» Trecho fornecido:
* * * *

Através da convenção realizada pelos homens, instituindo a moeda como valor que representa o trabalho, Locke desvincula a ligação trabalho-propriedade, redimensionando essa relação: o trabalho constituiu-se em um valor, o qual não necessita de uma propriedade física, de um objeto material em troca, podendo ser este valor atribuído através de outro bem, qual seja, a moeda. Como conseqüência, tem-se que “o direito do proprietário desvinculou-se legitimamente do direito do trabalhador”. (MANENT, 1987/1990, p. 70).

Para Locke, a essência da moeda é ser um bem não perecível, que, portanto, pode ser conservado indefinidamente. O grão excessivo fenece inaproveitado. A moeda, todavia, pode ser acumulada na medida do poder e da capacidade de obtê-la, sem que haja risco maior de deterioração e de que, em conseqüência, os outros reclamem a sua parte. Em termos mais simples, se acumulo mais grãos do que posso consumir, defraudo todos os outros da parte que deixo estragar. Porém, se acumulo moeda, não estou retirando nada de ninguém. (BOBBIO, 1963/1997, p. 199).

Em suma, o pensamento lockeano idealiza, em primeiro lugar, que trabalhar significa produzir valor, e, em segundo, que ser proprietário traduz-se na preservação deste valor, impedindo-o de perecer ou de ser desperdiçado, através da moeda.

O problema, para Locke (1689/2002), encontra-se no próprio devir do estado de natureza. Ao mesmo tempo em que esse estágio pré-social e pré-político é permeado por uma relativa paz, concórdia e harmonia, é necessário que todas as leis naturais sejam cumpridas, a fim de assegurar esse conteúdo positivo. Em outros termos, os direitos naturais atribuídos aos homens – a liberdade, a igualdade, a vida, a segurança e a propriedade – devem ser preservados. É necessário que os esforços realizados, os quais se traduzem em trabalho-valor-propriedade, devam ser certamente respeitados, mesmo de atos de outrem que, sabia e inesperadamente, possam o usurpar.

Como a liberdade, que consiste em poder fazer tudo o que não é proibido pelas leis naturais, não possui nenhum mecanismo de obrigatória subordinação no estado de natureza, restando a igualdade como meio que permite a todos poderem se defender, poderem atribuir o conceito de justiça para justificar a sua ação, reprimindo e destruindo, mediante violência, a violência sofrida primeiramente. Ofendido, o agredido tem, na igualdade, o suporte necessário para violentar, tendo em vista que no estado de natureza, os homens não possuem um ente que obriga a todos respeitarem as leis naturais.

Além disso, refere Manent (1987/1990) que, nesse estado, o direito de propriedade é limitado, já que todos possuem direitos iguais ao encontrado por qualquer homem na natureza. O fato de ser limitado leva à definição de que se alguém se apropria mais do que pode consumir, além de um parâmetro razoável, está realizando uma conduta irracional, violando o direito de outrem, que está baseado na liberdade de agir e na igualdade de dispor, permitindo, inobstante, uma conduta contrária. O estado vivido pode tornar-se não só um estado de penúria, mas também um estado em que todos poderão aplicar suas próprias sanções, restando intitulados como juízes das violações sofridas pelos seus direitos naturais e como agentes das sanções estatuídas unilateralmente, as quais não serão necessariamente suficientes, justas ou imparciais.

* * * *

Linhas de um conjunto de dados
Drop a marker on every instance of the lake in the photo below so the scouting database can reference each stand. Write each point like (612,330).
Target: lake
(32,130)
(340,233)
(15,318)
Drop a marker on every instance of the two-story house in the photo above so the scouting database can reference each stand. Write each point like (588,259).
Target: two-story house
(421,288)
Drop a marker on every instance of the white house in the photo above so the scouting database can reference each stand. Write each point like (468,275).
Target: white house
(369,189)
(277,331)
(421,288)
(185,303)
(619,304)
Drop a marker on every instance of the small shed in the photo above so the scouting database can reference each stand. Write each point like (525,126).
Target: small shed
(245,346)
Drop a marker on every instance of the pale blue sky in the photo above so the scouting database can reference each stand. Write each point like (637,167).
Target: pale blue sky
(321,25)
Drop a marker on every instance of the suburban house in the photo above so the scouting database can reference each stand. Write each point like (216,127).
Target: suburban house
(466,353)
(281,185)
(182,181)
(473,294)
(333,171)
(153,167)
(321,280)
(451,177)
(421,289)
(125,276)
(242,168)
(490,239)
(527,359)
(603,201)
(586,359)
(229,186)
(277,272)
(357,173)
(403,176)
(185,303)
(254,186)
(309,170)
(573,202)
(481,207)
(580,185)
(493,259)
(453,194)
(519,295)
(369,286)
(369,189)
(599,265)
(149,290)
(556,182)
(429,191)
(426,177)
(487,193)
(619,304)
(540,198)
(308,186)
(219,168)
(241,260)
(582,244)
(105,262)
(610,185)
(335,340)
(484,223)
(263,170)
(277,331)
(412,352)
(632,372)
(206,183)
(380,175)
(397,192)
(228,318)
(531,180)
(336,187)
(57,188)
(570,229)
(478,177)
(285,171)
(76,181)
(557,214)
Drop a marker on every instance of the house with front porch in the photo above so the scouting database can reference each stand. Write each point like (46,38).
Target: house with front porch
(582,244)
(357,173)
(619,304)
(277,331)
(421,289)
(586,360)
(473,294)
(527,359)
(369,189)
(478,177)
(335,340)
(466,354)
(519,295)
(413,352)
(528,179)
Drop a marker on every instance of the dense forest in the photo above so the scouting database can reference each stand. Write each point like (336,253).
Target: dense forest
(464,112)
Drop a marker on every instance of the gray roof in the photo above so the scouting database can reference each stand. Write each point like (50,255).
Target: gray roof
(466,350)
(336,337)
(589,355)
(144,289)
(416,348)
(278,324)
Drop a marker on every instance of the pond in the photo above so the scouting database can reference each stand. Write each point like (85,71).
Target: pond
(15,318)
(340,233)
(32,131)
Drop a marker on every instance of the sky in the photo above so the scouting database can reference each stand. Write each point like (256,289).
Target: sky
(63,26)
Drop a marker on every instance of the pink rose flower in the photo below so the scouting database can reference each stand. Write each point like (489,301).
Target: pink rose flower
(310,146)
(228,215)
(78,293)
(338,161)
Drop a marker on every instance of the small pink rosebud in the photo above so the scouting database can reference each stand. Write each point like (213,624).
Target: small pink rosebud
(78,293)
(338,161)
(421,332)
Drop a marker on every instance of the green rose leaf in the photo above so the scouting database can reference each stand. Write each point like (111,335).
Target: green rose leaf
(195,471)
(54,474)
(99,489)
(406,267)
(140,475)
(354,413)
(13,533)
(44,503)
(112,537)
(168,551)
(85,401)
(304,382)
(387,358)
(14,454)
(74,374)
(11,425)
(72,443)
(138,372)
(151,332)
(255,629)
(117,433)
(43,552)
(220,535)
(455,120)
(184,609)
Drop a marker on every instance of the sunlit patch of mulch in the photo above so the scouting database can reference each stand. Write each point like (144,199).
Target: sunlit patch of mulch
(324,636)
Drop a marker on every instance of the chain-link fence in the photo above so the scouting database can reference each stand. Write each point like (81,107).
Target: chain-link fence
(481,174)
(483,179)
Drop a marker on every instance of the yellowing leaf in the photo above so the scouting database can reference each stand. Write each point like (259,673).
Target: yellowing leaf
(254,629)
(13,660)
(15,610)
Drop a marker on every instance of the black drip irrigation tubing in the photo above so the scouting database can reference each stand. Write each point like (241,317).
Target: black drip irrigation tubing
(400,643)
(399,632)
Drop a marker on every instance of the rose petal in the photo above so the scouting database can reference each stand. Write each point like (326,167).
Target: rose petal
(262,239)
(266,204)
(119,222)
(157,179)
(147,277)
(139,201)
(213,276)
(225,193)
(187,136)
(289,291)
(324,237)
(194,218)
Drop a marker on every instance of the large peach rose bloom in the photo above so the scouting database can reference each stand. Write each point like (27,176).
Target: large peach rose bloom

* * * *

» O que fazer:
Responda com base no trecho sobre Locke:
(a) Qual é, para Locke, a essência da moeda?
(b) Quais direitos naturais atribuídos aos homens o trecho enumera?
(c) Em que consiste a liberdade, segundo o trecho?
As linhas não têm relação alguma com este exercício.

» Resposta do exercício:
(a) Ser um bem não perecível, que pode ser conservado indefinidamente.
(b) A liberdade, a igualdade, a vida, a segurança e a propriedade.
(c) Em poder fazer tudo o que não é proibido pelas leis naturais.